YOUR OBJECTIVE: Exactly as written, set down every entry once more.

EXERCISE INPUT:
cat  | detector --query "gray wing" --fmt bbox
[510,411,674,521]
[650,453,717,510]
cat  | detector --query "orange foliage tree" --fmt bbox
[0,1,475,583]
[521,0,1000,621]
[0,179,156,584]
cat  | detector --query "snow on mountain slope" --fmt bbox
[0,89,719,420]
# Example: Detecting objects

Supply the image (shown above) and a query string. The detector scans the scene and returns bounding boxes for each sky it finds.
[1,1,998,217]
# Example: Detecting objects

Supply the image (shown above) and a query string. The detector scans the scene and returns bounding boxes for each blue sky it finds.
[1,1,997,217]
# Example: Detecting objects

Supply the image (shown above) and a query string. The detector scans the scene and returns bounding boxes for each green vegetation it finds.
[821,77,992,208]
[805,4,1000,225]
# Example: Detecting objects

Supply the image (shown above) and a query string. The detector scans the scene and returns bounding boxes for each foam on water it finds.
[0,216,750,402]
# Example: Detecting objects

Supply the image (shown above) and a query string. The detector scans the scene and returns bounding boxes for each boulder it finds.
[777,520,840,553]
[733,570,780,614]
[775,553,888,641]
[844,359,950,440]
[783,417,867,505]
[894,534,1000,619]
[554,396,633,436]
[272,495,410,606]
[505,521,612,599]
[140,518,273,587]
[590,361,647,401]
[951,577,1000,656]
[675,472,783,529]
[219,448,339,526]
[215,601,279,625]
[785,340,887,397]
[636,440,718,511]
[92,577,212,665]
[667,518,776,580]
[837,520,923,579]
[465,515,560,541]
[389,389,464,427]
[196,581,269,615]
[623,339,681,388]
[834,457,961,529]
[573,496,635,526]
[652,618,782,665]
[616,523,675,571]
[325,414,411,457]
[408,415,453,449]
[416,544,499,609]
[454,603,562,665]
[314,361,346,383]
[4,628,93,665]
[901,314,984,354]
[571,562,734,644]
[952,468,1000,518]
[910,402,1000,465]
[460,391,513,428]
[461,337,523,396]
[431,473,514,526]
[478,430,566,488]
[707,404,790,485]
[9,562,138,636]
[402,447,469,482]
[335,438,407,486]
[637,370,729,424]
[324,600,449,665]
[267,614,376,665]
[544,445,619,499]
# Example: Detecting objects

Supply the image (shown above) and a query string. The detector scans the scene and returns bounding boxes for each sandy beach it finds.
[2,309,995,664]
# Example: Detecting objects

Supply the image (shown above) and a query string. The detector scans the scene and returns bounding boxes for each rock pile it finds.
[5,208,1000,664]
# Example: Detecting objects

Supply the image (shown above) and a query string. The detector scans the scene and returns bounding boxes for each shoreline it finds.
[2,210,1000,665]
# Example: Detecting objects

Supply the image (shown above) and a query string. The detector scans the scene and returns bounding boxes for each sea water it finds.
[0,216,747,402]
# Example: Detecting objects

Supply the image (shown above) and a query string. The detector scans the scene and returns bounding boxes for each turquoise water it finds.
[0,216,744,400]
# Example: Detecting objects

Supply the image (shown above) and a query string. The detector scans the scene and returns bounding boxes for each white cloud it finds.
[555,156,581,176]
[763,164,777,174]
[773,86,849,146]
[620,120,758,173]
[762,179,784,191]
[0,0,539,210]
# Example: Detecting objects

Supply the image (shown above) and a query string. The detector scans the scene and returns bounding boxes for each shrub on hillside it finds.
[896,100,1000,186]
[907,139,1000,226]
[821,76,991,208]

TASK RESULT:
cat  | detector --query "gray wing" --fmt bbox
[510,411,674,521]
[650,453,717,510]
cat  | detector --query "orange foliage tree" --fmt bbox
[0,1,475,583]
[521,0,1000,621]
[0,179,156,584]
cat  | detector --query "snow on mountain slope" --fmt bbox
[0,89,719,420]
# Example: Detecting objects

Supply the image (shown above) and a query string. The detector scans the scene and returns bounding boxes for each sky it finds.
[1,1,998,217]
# Example: Detecting objects

Supply the image (shown above) and a query string. The detector scans the scene and returns bounding boxes for each blue sky it finds.
[1,1,997,217]
# Example: Detecting objects

Supply the image (shown above) and a query string. The detector scans the scene and returns bounding boxes for each green vegetation it finds.
[821,77,992,208]
[805,4,1000,225]
# Example: Detecting objects

Supply the image (shown above) and a query string. The detector scans the scene and returns bounding boxes for each foam on water it finds.
[0,216,750,402]
# Example: Detecting objects

Supply the image (shown above) and a query string. The detector scans the scene and returns bounding boxes for each boulder it finds.
[777,520,840,553]
[733,570,780,614]
[775,553,888,641]
[844,359,950,440]
[783,417,867,505]
[894,534,1000,619]
[554,396,633,436]
[272,495,410,606]
[505,521,612,599]
[140,518,273,587]
[590,361,647,401]
[951,577,1000,656]
[675,472,783,529]
[219,448,339,526]
[215,601,279,625]
[785,340,887,397]
[636,440,718,511]
[92,577,212,665]
[667,518,776,580]
[837,520,923,579]
[465,515,560,541]
[389,389,464,427]
[196,581,269,615]
[623,339,681,388]
[834,457,961,529]
[573,496,635,526]
[652,618,782,665]
[616,523,675,571]
[325,414,411,457]
[408,415,453,449]
[416,544,499,609]
[454,603,562,665]
[314,361,346,383]
[4,628,93,665]
[901,314,984,354]
[571,562,734,644]
[952,468,1000,518]
[910,402,1000,465]
[460,391,513,428]
[461,337,523,396]
[431,473,514,526]
[478,430,566,488]
[707,404,790,485]
[9,562,138,636]
[402,447,469,482]
[335,438,407,486]
[637,370,729,424]
[324,600,449,665]
[267,614,376,665]
[544,445,619,499]
# Example: Detecting objects

Supply the image (shown above) and a query string. The detector scans the scene and returns bounding boxes for each sandy beach it finds.
[2,309,995,664]
# Example: Detecting objects

Supply the image (shown above) and a query string. The detector scans the scene and returns bounding boxes for each rock pile it finds.
[5,208,1000,664]
# Example: Detecting objects

Supply the image (shown above) and a query string. The detector scans the scene and returns bounding boxes for each shoreline it finds.
[2,210,1000,665]
# Example: Detecting objects

Supply the image (shown above) and a query string. The detector scans the scene and returns bounding boxes for each sea water it finds.
[0,216,747,402]
# Example: Detecting objects

Supply the image (shown above) and a query string. The detector scans the scene and returns bounding boxes for each turquoise water it finds.
[0,216,744,400]
# Example: Detecting objects

Supply the image (shown above) and a query string. The detector scans the scene and returns bounding boxes for each white cloud it finds.
[555,156,581,176]
[763,164,777,174]
[773,86,849,146]
[620,120,758,173]
[762,179,784,191]
[0,0,539,210]
# Example: Detecting objects

Supply the image (shown above) and a query string. The detector scans the scene and returns bounding boxes for each shrub on hillside it finds.
[896,100,1000,186]
[907,139,1000,226]
[821,76,991,208]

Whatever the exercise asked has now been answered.